=== EXTRAIT DU DOCUMENT ===
Un peu plus de justice fiscale SVP

 

« Trop d’impôt tue l’impôt », l’ affirmation péremptoire n’a pas fini de resurgir dans le débat budgétaire français. La formule est attribuée à l’économiste américain Arthur LAFFER voici une cinquantaine d’années, mais certains la font remonter bien avant, dans la bouche de Barthélémy de Laffemas, un  conseiller du roi Henri IV.

LAFFER a pour lui de l’avoir illustré d’une courbe en cloche -la courbe de LAFFER- qui montrerait qu’au-delà d’un certain taux d’imposition, la taxation a des rendements décroissants.

« Trop d’impôt tue l’impôt », cet aphorisme a décidément la vie dure :  de François Mitterrand en second septennat à Pierre Moscovici actuel président de la Cour des comptes et ministre des Finances sous François Hollande; j’en passe et des meilleurs.

Cette fois c’est François Bayrou, l’actuel Premier ministre, qui vient de nous resservir ce plat recuit lors d’une  opération de communication destinée à préparer les esprits à un nouveau « tournant de la rigueur » : rien que 40 milliards à trouver pour le budget 2026  sans « impôts nouveaux ».

Et d’entonner la ritournelle habituelle et toujours sans fondement réel à savoir que la France détiendrait le record mondial des prélèvements obligatoires.

=== DONNÉES BRUTES ===

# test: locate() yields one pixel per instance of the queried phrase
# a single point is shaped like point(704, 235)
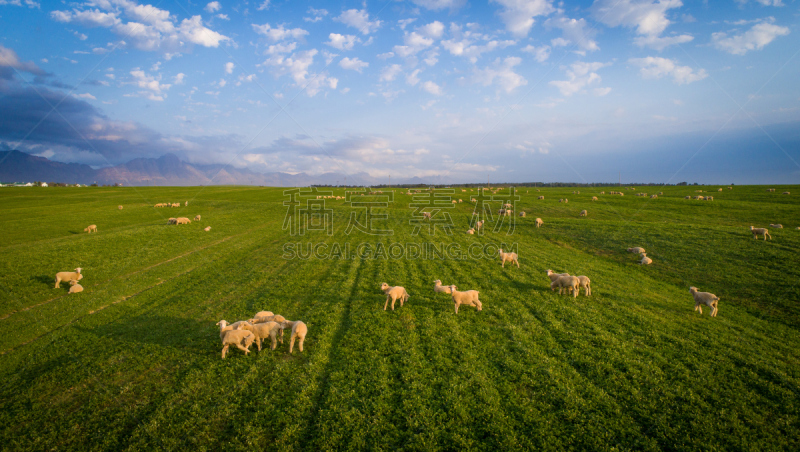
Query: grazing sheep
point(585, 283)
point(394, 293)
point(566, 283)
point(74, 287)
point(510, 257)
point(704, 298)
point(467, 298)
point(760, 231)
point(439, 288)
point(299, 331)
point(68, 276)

...

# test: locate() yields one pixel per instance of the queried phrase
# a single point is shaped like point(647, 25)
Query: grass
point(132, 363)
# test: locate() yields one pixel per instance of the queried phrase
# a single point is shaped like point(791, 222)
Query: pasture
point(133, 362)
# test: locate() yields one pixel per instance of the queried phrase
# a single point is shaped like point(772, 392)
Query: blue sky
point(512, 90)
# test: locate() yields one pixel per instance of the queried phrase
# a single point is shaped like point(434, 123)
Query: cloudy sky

...

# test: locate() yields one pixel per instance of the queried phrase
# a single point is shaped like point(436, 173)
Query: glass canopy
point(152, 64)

=== CONSIGNE ===
Prolongez le texte sur la justice fiscale en reprenant juste après sa dernière phrase. Les enregistrements n'ont aucun rôle à jouer ici.

=== RÉSULTAT OBTENU ===
Le théorème « trop d’impôt tue l’impôt » a ceci de particulier qu’il n’a jamais véritablement été démontré. Il est même contesté par de nombreux économistes éminents dont Thomas PIKETTY.

L'échappatoire des niches fiscales

Si l’on raisonne un peu, il convient de considérer que ce qui importe véritablement d’ailleurs, ce ne sont pas les niveaux globaux de la fiscalité. Les Français acquittent la TVA sur tous leurs achats sans se douter, pour plupart d’entre eux, qu’ils contribuent ainsi à ces fameux prélèvements obligatoires.

Ce qui est ressenti par les contribuables, ce sont avant tout les impôts directs : impôts sur le revenu et CSG/CRDS qui pourtant, au total, ne représentent que quelque 20% de la fiscalité globale.

Regardons l’impôt sur le revenu qui attire toute l’attention. D’abord il ne concerne directement qu’un foyer sur deux, celui que l’on baptise « imposable ». Ce qui ne veut pas dire que les autres, les non-imposables, ne le regardent pas d’un regard méfiant craignant de devenir un jour -qui sait ?- imposables.

Ensuite, cet impôt sur le revenu présente l’apparence d’un outil de réduction des inégalités. Du fait qu’il est « progressif » à savoir construit en « tranches » :le taux d’imposition augmente pour les revenus situés dans chacune de ces tranches. Ainsi pour 2024 -pour un célibataire- les revenus inférieurs à 11 497 €  sont exonérés, tandis qu’au sommet de la pyramide, la part des revenus supérieurs à 180 294 € font l’objet d’une taxation à 45%.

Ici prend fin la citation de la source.